[Testo di riferimento]
────────
Come farà un grumo di istinti coagulati nelle identità dei vecchi leader a tramutarsi nel partito contiano, sicuramente a vocazione carismatica ma, almeno nelle aspirazioni, dotato di forma organizzativa stabile? È una scommessa interessante e ambiziosa. Forse troppo. La rubrica di Pino Pisicchio
Avremo tempo di analizzare la forma giuridica del nuovo Statuto pentastellato e del progetto di rilancio del Movimento che il reinsediato capo dei Cinque Stelle Giuseppe Conte ha illustrato ai social in un sabato italiano, plumbeo come fossimo a Bruxelles.
Nell’epopea di mezza estate, farcita di anatemi, appelli e digrignamenti irrevocabili tra l’ex presidente foggiano e il conducator Beppe Grillo, questa presentazione ai media vuole rispecchiare il suggello dell’accordo al ristorante, il già celebrato patto della spigola, offerto alla narrazione pubblica come il rito della rinascita. Un accordo, costretto dalla necessità di ridurre il danno di uno sfarinamento già in atto del M5S, così fulmineo da lasciar immaginare che la trama di cui è imbastito sia alquanto cedevole, intessuta di diffidenze, insofferenze e inevitabili urgenze.
────────
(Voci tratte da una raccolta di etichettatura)
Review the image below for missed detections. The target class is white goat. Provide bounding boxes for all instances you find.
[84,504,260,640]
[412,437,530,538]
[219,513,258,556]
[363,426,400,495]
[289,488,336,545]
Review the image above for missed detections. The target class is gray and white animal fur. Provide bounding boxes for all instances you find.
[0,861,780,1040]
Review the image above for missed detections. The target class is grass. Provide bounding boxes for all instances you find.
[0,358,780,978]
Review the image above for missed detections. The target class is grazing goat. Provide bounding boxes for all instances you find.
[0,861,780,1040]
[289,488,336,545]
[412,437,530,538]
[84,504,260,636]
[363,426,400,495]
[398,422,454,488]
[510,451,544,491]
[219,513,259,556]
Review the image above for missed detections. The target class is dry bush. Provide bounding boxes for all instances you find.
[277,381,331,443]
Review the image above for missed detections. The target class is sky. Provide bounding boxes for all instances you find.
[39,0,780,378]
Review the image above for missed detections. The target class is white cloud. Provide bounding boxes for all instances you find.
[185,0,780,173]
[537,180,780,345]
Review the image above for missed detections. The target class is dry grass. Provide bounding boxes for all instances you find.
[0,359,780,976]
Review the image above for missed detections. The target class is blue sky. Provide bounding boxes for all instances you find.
────────
[Compiti da svolgere]
1. Elenca tutte le persone citate con nome e cognome nel testo sul rilancio del Movimento Cinque Stelle.
2. Individua nell'elenco tutte le righe in cui compare la parola "detections" e ricopiale una per una.

[Soluzioni in ordine]
1. Pino Pisicchio, Giuseppe Conte, Beppe Grillo.

2.
Review the image below for missed detections. The target class is white goat. Provide bounding boxes for all instances you find.
Review the image above for missed detections. The target class is gray and white animal fur. Provide bounding boxes for all instances you find.
Review the image above for missed detections. The target class is grass. Provide bounding boxes for all instances you find.
Review the image above for missed detections. The target class is grazing goat. Provide bounding boxes for all instances you find.
Review the image above for missed detections. The target class is dry bush. Provide bounding boxes for all instances you find.
Review the image above for missed detections. The target class is sky. Provide bounding boxes for all instances you find.
Review the image above for missed detections. The target class is white cloud. Provide bounding boxes for all instances you find.
Review the image above for missed detections. The target class is dry grass. Provide bounding boxes for all instances you find.
Review the image above for missed detections. The target class is blue sky. Provide bounding boxes for all instances you find.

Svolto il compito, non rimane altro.